Toujours plus loin vers la régularisation des autorisations d’urbanisme : le juge ne doit pas prendre en compte le seul projet existant mais doit aussi s’interroger sur la possibilité de le faire évoluer sans en changer la nature !

Catégorie

Urbanisme et aménagement

Date

March 2024

Temps de lecture

3 minutes

CE 11 mars 2024 Commune de Nouméa, n° 463413 : Mentionné aux T. Rec. CE

Dans une décision du 11 mars 2024, le Conseil d’Etat est venu préciser les contours de l’appréciation du caractère régularisable d’un vice entachant une autorisation d’urbanisme au sens des articles L.600-5 et L.600-5-1 du Code de l’urbanisme.

Pour rappel, ces dispositions offrent des possibilités de régularisation des autorisations d’urbanisme, soit par le biais de l’annulation partielle (article L. 600-5), soit par celui du sursis à statuer (article L. 600-5-1).
★ ★ ★ ★
§ Consigne
Poursuivez l'extrait sur la régularisation des autorisations d'urbanisme en reprenant immédiatement après sa dernière phrase.
★ ★ ★ ★
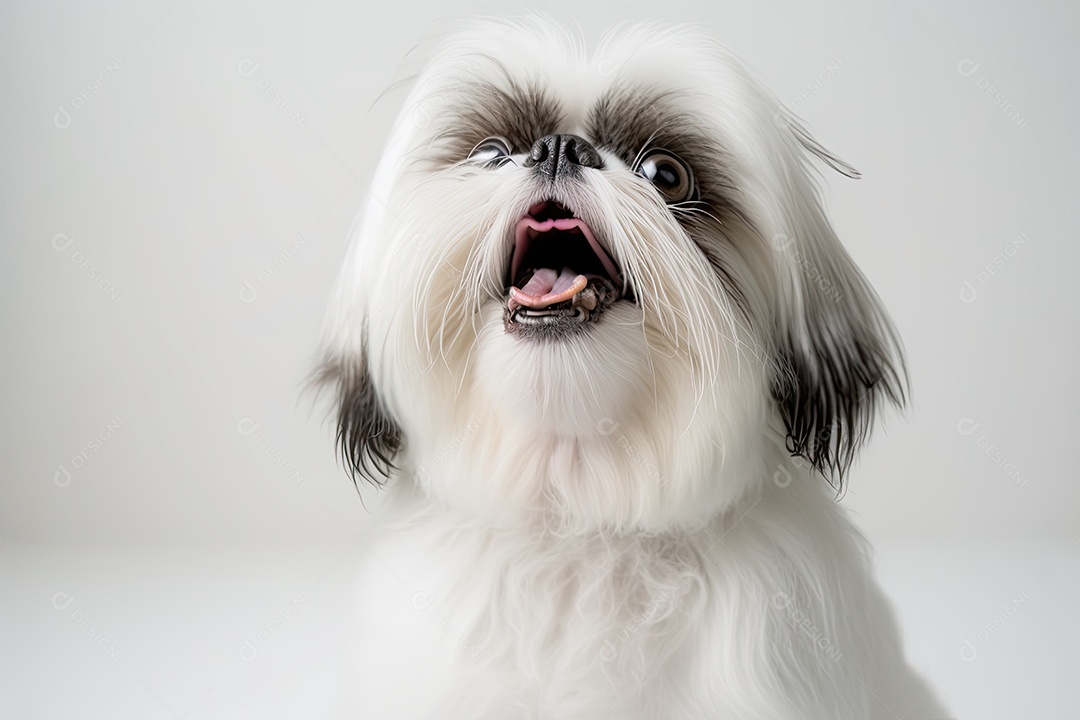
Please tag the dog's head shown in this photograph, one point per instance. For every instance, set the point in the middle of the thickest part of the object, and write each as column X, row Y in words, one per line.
column 599, row 287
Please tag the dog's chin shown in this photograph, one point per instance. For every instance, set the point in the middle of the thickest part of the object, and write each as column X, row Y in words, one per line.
column 568, row 376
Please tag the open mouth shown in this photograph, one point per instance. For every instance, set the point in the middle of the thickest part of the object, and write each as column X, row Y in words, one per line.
column 561, row 277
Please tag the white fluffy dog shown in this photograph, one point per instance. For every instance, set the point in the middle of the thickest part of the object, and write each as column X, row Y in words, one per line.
column 598, row 340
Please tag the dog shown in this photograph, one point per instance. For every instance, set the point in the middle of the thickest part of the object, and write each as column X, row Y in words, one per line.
column 597, row 341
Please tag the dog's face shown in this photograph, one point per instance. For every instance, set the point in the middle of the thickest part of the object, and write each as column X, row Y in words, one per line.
column 599, row 288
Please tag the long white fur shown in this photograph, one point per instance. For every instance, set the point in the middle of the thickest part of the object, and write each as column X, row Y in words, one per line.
column 608, row 527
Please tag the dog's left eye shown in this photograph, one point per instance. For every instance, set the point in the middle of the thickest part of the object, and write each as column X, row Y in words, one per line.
column 670, row 174
column 489, row 150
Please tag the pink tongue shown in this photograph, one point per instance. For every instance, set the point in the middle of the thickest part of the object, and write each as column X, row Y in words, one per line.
column 547, row 287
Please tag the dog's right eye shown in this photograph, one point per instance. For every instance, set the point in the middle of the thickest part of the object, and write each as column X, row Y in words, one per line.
column 489, row 150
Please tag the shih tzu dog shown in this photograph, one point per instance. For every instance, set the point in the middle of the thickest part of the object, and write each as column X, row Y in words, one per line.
column 598, row 341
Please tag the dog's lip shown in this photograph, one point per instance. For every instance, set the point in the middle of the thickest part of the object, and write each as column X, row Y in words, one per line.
column 523, row 238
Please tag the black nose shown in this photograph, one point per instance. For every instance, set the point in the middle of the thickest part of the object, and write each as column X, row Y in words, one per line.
column 554, row 155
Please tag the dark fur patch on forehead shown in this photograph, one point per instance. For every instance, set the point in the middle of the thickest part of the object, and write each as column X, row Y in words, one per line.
column 522, row 112
column 630, row 120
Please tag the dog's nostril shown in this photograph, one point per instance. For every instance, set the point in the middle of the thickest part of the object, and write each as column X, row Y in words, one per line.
column 580, row 152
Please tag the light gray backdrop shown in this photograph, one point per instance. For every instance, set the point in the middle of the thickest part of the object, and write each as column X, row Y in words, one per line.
column 177, row 180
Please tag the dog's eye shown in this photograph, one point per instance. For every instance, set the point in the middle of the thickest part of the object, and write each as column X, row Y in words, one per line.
column 489, row 150
column 672, row 177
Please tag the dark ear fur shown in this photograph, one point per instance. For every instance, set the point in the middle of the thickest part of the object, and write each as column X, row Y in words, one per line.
column 368, row 438
column 839, row 357
column 831, row 390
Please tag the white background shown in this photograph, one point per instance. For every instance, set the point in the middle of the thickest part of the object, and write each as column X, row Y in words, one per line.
column 140, row 139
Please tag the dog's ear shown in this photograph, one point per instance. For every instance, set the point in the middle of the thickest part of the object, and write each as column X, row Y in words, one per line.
column 367, row 436
column 838, row 355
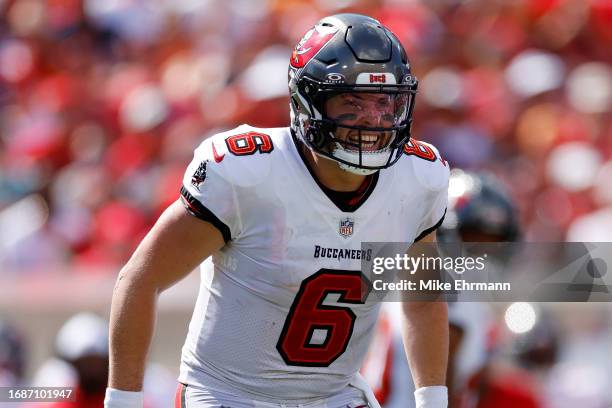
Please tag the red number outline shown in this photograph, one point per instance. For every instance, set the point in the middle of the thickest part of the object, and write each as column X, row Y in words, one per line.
column 254, row 142
column 307, row 314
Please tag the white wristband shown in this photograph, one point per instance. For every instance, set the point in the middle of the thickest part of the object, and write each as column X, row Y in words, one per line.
column 431, row 397
column 123, row 399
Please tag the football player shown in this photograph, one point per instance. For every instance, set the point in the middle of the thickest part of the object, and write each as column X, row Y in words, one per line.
column 279, row 216
column 479, row 210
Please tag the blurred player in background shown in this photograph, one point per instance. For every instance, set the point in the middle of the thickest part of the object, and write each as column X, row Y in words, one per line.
column 283, row 316
column 479, row 211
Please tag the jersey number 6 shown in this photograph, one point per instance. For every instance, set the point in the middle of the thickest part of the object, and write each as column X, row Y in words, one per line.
column 308, row 313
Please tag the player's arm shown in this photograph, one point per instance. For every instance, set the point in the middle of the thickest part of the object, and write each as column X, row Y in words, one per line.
column 425, row 335
column 174, row 247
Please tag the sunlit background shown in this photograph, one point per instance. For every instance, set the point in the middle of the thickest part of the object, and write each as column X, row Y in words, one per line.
column 103, row 101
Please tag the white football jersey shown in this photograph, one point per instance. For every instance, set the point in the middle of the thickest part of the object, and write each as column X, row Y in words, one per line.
column 280, row 314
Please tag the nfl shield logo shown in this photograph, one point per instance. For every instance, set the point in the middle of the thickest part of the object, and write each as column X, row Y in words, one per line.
column 346, row 227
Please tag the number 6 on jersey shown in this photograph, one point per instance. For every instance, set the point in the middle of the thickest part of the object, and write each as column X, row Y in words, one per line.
column 308, row 313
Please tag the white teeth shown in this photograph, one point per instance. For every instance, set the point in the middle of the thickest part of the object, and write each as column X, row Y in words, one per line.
column 365, row 138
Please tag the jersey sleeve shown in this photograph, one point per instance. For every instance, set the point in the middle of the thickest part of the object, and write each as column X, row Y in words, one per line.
column 434, row 176
column 208, row 194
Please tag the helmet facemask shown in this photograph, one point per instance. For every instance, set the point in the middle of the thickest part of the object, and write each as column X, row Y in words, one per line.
column 362, row 127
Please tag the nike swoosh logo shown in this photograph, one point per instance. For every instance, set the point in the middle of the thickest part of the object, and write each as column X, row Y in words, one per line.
column 218, row 158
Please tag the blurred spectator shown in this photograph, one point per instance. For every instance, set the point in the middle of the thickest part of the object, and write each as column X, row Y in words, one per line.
column 12, row 355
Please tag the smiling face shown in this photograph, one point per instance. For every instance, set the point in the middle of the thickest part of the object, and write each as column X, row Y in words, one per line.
column 371, row 111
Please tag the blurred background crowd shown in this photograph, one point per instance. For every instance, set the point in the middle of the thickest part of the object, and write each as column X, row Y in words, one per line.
column 103, row 101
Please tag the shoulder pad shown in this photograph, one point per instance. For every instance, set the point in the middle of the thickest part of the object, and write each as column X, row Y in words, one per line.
column 242, row 156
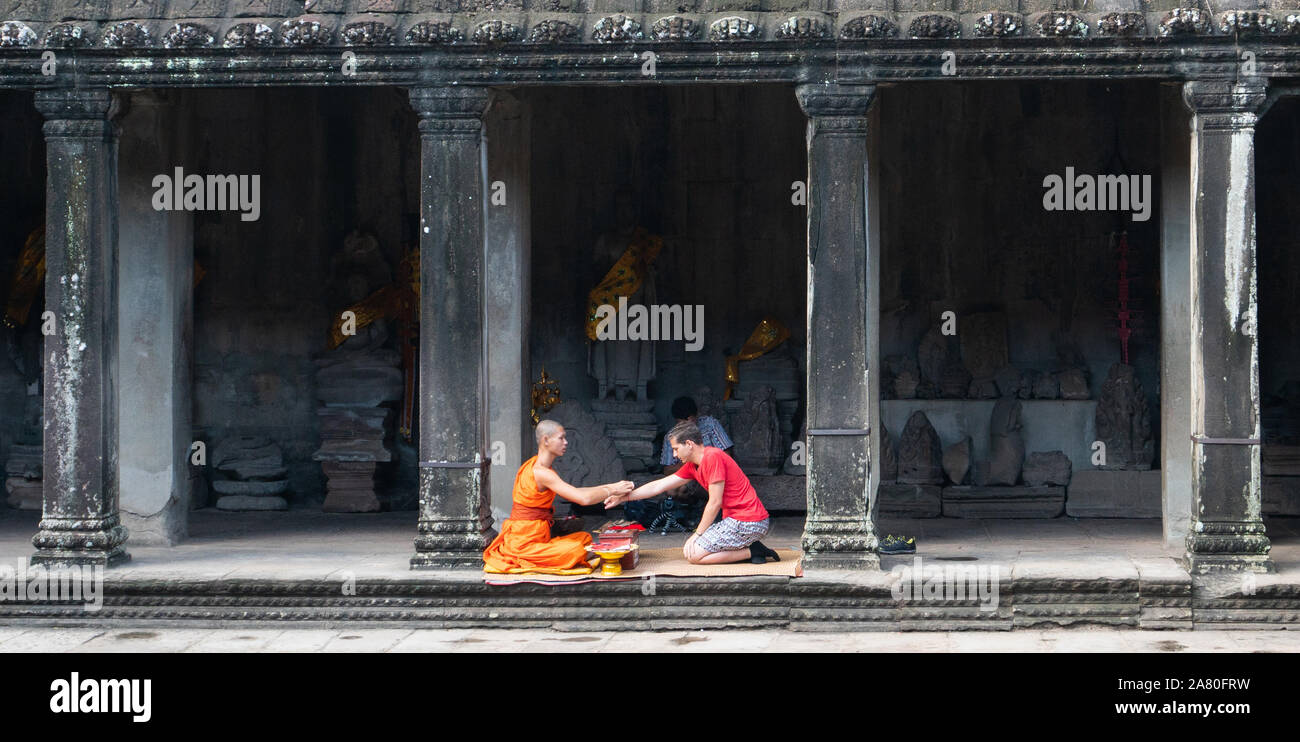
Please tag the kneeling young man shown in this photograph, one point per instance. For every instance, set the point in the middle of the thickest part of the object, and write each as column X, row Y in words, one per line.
column 744, row 519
★ ★ ★ ★
§ Résultat
Au fil du temps, le juge administratif est venu élargir les contours de ces dispositifs : il a ainsi admis que des constructions achevées puissent en bénéficier 1)CE 22 février 2017 Mme B. et a.req. n° 392998., que plusieurs vices puissent être régularisés 2)CE 9 novembre 2021 Mme UP, req n° 440028 mentionné aux T. Rec. CE ; CAA Versailles 7 décembre 2017 Sté Allianz viereq. n° 15VE02620., que la régularisation puisse intervenir au-delà du délai imparti par le juge 3)CE 16 février 2022 Association « Eoliennes, s’en naît trop », req. n° 420554 ; CAA Bordeaux 15 novembre 2018, req. n° 16BX03080  ou encore que la délivrance d’un permis modificatif puisse régulariser l’autorisation initiale même si la demande du pétitionnaire ne le précise pas expressément 4)CE 30 juin 2023 Sté AFC Promotion, req. n° 463230 : mentionné aux T. Rec. CE.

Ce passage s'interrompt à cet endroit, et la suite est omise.